**Exercises**:
a – In the passage about Fabrega, what character does Fabrega play on Los Espookys?
b – Please copy the passage about Fabrega word for word, everything from "In 2016, she" down to "in early 2022.".

In 2016, she had started occasionally working with the comedian Fred Armisen after having applied to work on his show Portlandia. When Armisen successfully pitched an idea for a new Spanish-language comedy series to HBO, he recruited Fabrega and fellow New York comedian Julio Torres to co-write and produce the show, Los Espookys. In addition to working as a writer and showrunner on Los Espookys, which Fabrega describes as "a show in an unnamed fictional Latin American country about a group of friends who make horror for people who need it," she plays the character Tati. The first season of Los Espookys aired in 2019. The show was renewed for a second season later that year. Filming was delayed due to the COVID-19 pandemic, but production on season 2 wrapped in early 2022.

In 2022, Fabrega appeared as Vanessa in the film Father of the Bride.

Records taken from a collection
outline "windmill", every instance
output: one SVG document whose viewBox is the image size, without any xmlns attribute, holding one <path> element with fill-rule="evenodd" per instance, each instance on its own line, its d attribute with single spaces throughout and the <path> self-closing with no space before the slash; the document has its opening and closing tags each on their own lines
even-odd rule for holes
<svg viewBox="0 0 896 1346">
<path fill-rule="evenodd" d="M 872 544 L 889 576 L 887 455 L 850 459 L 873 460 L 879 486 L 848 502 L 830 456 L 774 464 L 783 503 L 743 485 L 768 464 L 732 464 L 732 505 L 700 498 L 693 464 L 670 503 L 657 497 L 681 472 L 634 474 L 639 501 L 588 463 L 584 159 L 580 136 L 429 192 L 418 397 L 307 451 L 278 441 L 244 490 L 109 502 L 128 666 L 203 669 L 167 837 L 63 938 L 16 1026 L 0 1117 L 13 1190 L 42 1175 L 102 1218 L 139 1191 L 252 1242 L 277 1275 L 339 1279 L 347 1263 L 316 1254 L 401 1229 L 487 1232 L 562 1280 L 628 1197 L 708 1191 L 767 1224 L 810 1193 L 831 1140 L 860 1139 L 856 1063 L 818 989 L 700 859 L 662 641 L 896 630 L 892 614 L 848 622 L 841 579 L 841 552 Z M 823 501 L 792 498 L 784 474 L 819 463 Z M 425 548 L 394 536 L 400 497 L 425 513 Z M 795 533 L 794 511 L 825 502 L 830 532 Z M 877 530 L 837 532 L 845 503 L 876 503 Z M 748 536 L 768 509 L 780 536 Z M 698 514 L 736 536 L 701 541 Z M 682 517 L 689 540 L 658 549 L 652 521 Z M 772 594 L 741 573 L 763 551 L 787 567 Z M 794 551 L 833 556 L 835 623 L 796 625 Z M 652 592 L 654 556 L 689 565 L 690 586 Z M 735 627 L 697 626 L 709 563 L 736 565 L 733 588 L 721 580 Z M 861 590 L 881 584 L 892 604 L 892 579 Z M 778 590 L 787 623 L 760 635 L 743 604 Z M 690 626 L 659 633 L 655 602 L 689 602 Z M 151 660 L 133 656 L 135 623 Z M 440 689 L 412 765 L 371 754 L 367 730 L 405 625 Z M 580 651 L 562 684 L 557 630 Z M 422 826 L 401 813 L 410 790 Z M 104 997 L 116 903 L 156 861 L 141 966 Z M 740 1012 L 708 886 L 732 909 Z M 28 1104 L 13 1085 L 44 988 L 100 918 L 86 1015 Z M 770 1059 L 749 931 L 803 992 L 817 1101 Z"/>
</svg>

**Expected responses**:
a – Tati.

b –
In 2016, she had started occasionally working with the comedian Fred Armisen after having applied to work on his show Portlandia. When Armisen successfully pitched an idea for a new Spanish-language comedy series to HBO, he recruited Fabrega and fellow New York comedian Julio Torres to co-write and produce the show, Los Espookys. In addition to working as a writer and showrunner on Los Espookys, which Fabrega describes as "a show in an unnamed fictional Latin American country about a group of friends who make horror for people who need it," she plays the character Tati. The first season of Los Espookys aired in 2019. The show was renewed for a second season later that year. Filming was delayed due to the COVID-19 pandemic, but production on season 2 wrapped in early 2022.